» Requirement
Word for word, restate the records that come after this.

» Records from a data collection
= Beginning of Section =

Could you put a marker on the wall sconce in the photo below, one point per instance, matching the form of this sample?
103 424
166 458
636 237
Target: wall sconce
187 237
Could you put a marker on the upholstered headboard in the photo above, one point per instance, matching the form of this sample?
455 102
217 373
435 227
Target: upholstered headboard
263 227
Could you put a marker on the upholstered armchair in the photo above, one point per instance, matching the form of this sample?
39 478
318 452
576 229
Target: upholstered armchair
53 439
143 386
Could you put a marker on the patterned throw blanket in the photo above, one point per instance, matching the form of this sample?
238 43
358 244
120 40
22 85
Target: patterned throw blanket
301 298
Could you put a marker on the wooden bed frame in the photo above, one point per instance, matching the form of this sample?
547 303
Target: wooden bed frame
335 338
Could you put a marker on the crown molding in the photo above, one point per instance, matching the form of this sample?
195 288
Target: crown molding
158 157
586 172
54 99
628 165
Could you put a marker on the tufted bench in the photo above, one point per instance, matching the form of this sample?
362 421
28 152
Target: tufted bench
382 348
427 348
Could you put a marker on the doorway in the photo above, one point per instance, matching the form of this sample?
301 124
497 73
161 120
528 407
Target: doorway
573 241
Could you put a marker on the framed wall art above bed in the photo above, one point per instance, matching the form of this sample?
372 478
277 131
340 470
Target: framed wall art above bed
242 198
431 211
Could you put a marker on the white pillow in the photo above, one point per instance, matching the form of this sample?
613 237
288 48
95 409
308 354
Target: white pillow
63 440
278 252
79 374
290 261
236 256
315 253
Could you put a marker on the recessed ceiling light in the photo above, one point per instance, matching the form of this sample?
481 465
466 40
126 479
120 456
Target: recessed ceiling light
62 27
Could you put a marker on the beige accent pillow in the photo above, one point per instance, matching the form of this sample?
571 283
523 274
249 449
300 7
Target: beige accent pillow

= End of Section =

» Solution below
Could you put a marker on the wall sconce in the photo below, one point per instance, matching the form of this sample?
103 424
166 458
636 237
Target: wall sconce
187 237
Could you put a marker on the upholstered headboard in the photo above, one point per instance, matching the form of this sample?
455 102
217 373
435 227
Target: upholstered headboard
263 227
Could you put a marker on the upholstered armchair in the photo above, one point per instance, matching the form of this sample?
39 478
318 452
576 229
Target: upholstered armchair
53 439
143 386
Could you put a marker on the patterned throw blanket in the photo above, one point per instance, matching the form of this sample?
238 43
358 244
120 40
22 85
Target: patterned throw blanket
301 298
Could you put a marker on the wooden bed frame in the photo above, one point per instance, matching the form of this sample?
547 303
Target: wooden bed frame
335 338
Could you put a marker on the crown molding in the photo above, one point per instance, matching the form of this sample?
195 288
Target: crown molding
158 157
586 172
54 99
628 165
Could you put a marker on the tufted bench in the photo above, one point per instance, matching the form of this sample?
362 421
28 152
Target: tufted bench
382 348
427 348
Could you put a marker on the doorway in the photo above, one point per instance, matching the form of this sample?
301 124
497 73
161 120
528 407
Target: doorway
573 241
Could you put a marker on the framed wall art above bed in the photo above, one point per instance, matching the form of this sample?
372 478
277 131
340 470
Target: framed wall art above bed
242 198
431 211
Could you put a marker on the white pillow in the photo above, one point per instance, matching the form of this sample?
613 237
288 48
95 409
308 354
Target: white pillow
63 440
278 252
79 374
290 261
236 256
315 253
Could you put a marker on the recessed ceiling light in the photo above, one point per instance, matching the form of this sample?
481 465
466 40
126 479
120 456
Target: recessed ceiling light
62 27
Could you put a marker on the beige accent pillow in the photo above, one point per instance, matching the form of this sample?
571 283
523 274
249 449
300 7
Target: beige accent pillow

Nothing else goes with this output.